Data entries —
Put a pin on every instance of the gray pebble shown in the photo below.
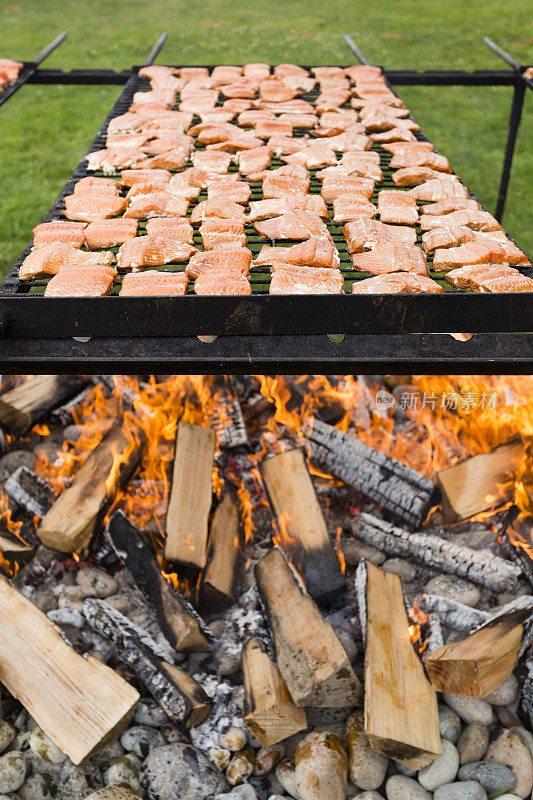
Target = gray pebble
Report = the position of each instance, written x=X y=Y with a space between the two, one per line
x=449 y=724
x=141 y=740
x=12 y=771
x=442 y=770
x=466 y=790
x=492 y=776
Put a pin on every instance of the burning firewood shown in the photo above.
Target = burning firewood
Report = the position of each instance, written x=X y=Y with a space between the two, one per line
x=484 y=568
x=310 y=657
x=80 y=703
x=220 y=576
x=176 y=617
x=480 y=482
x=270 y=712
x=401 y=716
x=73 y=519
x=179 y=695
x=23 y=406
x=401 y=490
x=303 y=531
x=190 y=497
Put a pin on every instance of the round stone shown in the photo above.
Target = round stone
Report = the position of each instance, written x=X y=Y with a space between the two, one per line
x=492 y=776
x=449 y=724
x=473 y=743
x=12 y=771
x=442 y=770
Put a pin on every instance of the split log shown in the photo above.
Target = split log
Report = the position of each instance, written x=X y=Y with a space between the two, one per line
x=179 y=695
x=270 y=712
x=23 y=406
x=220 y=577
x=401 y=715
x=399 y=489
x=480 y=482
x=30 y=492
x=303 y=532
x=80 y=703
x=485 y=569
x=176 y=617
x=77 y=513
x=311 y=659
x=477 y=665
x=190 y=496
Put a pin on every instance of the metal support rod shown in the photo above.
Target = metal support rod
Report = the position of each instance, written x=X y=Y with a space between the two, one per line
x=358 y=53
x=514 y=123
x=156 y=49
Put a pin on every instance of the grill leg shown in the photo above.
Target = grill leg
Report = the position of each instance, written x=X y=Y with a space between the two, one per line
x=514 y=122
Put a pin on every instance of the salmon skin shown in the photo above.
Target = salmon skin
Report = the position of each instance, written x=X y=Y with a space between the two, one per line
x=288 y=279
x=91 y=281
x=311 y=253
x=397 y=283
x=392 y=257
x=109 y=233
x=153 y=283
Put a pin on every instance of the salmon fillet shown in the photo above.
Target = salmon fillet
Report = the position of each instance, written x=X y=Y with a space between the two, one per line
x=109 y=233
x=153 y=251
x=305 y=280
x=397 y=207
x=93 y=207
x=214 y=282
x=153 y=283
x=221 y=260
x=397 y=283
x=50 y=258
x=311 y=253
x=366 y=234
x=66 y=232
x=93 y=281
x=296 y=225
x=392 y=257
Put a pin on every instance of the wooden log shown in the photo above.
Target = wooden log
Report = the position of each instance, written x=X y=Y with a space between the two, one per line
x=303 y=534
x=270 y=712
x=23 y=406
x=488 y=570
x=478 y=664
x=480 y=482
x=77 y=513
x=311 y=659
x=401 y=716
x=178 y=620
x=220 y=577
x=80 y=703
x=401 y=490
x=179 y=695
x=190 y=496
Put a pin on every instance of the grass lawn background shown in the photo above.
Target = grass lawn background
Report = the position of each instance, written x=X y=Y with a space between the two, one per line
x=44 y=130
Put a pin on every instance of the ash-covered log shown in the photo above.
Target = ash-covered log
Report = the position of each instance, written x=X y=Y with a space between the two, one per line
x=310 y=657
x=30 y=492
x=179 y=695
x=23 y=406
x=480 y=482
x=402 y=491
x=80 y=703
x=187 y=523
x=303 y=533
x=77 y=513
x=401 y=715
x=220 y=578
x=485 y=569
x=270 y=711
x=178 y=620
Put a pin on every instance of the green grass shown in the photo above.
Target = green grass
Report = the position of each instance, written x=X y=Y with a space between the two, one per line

WRITTEN TASK — Starting at the line containing "Put a pin on every instance of the ash-covered" and ending at the last line of the entries, write those lines out again with "ash-covered" switched to "charred" and nothing else changed.

WRITTEN RESPONSE —
Put a pin on every instance of the charred log shown in the photo above.
Target = charred log
Report = the position of each instance, written x=X y=Y with a space between the two, one per line
x=310 y=657
x=30 y=492
x=179 y=695
x=23 y=406
x=480 y=482
x=402 y=491
x=80 y=703
x=187 y=523
x=303 y=533
x=77 y=513
x=401 y=715
x=220 y=578
x=485 y=569
x=270 y=711
x=178 y=620
Put a pin on every instance of the green grass shown in the photo above.
Target = green grass
Report = the position of each instance, written x=X y=Y with a space between the two, one per line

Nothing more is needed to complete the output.